*PAGE EXCERPT*
· · · ·

Highway Wars: The Politics of Iraqi Trade Routes


 

The sectarian and ethnic dimensions of Iraq, alongside the ramifications of the ill-fated U.S occupation of the country to protect Western oil interests are very useful reference points to explaining persistent conflict in Iraq. However, like terrorism, ethnic and sectarian factors are frequently overstated at the expense of other factors driving war in Iraq. Understanding the war economy, long-established in Iraq since the Iran-Iraq War (1980-1988), and the country's critical trading routes will give businesses and policymakers important answers in analysing risks and opportunities in Iraq and its neighbouring countries. 

 

“If you take down the central government of Iraq, you could easily see pieces of Iraq fly off. Part of it the Syrians would like to have to the west. Part of eastern Iraq, the Iranians would like to claim, they fought over it for eight years. In the north you have the Kurds and if the Kurds spin loose and join with the Kurds in Turkey then you threaten the territorial integrity of Turkey.”
— Dick Cheney

The regional importance of these trade routes combined with the impact of the 2003 Iraq War (catalysed by the inadvertent revolution and sectarianisation of Iraqi politics initiated by U.S coalition forces and its Iraqi clients) has limited the ability of central government to impose control over national sovereignty and borders. As such, the struggle to control these highways will inhibit future governments, a familiar development seen in Afghanistan, Libya, Yemen, Somalia, Pakistan and Syria. The Iraqi Civil War in post-Saddam Iraq only strengthened these economic and political trends and is also in-part owed to the dire mismanagement of the Iraqi economy by the former Ba'athist regime in the 1980s and 1990s which included: 


INTERNAL PROBLEMS


  • The decline of oil production during the Iran-Iraq war

  • The disastrous implementation of economic liberalisation (infitah) between 1986-1988 which aimed for mass-privatisation to drive agricultural reform.

· · · ·

*RECORD SET*
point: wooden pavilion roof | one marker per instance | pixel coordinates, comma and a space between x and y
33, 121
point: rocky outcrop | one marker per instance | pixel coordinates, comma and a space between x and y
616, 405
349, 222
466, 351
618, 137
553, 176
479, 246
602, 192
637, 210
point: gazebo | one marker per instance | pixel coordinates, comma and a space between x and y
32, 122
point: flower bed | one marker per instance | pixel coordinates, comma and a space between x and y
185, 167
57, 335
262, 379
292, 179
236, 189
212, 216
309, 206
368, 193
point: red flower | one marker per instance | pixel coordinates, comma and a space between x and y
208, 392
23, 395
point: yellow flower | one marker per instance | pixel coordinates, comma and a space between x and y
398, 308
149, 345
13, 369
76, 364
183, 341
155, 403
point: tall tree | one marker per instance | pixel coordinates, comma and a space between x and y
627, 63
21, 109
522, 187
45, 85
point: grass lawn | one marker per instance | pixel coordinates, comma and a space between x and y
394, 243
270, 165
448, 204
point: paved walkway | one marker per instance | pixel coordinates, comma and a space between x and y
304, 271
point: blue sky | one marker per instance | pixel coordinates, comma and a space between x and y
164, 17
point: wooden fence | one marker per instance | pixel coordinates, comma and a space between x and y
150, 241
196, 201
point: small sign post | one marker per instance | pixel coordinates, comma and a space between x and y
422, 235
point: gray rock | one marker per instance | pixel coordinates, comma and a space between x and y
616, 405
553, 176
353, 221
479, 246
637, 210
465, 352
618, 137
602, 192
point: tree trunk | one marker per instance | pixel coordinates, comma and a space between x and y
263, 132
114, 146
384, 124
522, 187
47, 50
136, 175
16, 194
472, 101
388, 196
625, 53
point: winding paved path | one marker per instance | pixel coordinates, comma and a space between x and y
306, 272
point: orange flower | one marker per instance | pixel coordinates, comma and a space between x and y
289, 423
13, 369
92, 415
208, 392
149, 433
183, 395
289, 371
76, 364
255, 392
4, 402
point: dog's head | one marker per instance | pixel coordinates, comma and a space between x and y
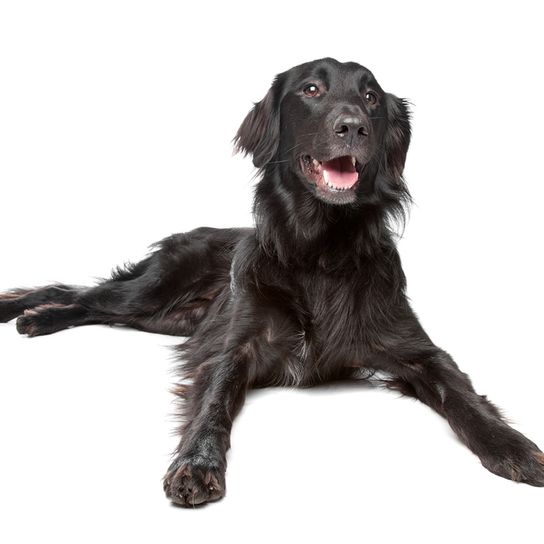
333, 126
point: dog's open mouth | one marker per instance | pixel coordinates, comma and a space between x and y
332, 177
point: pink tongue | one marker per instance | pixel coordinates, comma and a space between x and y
340, 173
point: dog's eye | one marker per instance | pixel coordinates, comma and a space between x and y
311, 90
371, 97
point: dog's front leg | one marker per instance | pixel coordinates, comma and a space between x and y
197, 475
434, 378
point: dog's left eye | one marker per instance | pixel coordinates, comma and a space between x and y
311, 90
371, 97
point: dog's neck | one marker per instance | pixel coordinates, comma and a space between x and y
295, 228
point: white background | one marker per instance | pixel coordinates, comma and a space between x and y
115, 126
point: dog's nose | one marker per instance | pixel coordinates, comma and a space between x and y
351, 126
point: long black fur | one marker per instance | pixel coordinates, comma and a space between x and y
314, 293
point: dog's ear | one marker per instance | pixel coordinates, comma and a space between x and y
259, 133
397, 136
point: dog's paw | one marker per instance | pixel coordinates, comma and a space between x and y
515, 457
38, 321
191, 483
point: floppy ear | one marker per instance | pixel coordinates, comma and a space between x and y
259, 133
397, 137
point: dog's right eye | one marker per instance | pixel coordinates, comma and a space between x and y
311, 90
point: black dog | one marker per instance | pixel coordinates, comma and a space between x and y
314, 293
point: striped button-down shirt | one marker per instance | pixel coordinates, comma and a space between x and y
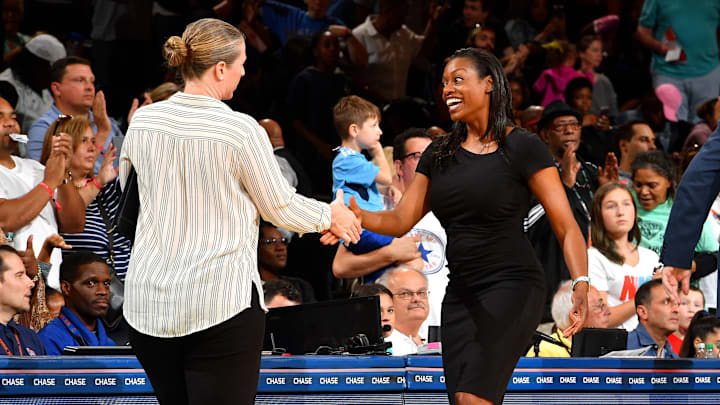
204, 173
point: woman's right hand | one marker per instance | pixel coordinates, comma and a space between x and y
344, 223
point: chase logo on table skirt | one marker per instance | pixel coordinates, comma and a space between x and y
357, 380
431, 249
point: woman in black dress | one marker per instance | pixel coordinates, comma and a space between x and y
478, 181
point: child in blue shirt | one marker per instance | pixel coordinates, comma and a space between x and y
357, 121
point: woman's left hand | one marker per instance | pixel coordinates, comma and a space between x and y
579, 310
107, 172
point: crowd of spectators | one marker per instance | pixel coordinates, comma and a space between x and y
623, 93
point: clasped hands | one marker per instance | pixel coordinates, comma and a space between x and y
345, 224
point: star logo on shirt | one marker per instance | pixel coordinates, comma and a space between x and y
424, 252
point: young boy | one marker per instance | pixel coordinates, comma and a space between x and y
357, 121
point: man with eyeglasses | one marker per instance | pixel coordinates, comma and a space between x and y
36, 200
598, 317
426, 241
410, 299
72, 84
560, 128
272, 260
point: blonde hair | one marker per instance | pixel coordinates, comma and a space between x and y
204, 43
164, 91
75, 127
352, 110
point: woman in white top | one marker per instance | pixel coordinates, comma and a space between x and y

· · · ·

*EXERCISE SET*
• A. From the article on Iraqi trade routes, copy the stretch from "Highway Wars: The" through "its neighbouring countries.".
• B. In the article on Iraqi trade routes, what did the economic liberalisation (infitah) of 1986-1988 aim for?

*TASK-BY-TASK ANSWERS*
• A.
Highway Wars: The Politics of Iraqi Trade Routes


 

The sectarian and ethnic dimensions of Iraq, alongside the ramifications of the ill-fated U.S occupation of the country to protect Western oil interests are very useful reference points to explaining persistent conflict in Iraq. However, like terrorism, ethnic and sectarian factors are frequently overstated at the expense of other factors driving war in Iraq. Understanding the war economy, long-established in Iraq since the Iran-Iraq War (1980-1988), and the country's critical trading routes will give businesses and policymakers important answers in analysing risks and opportunities in Iraq and its neighbouring countries.

• B. Mass privatization to drive agricultural reform.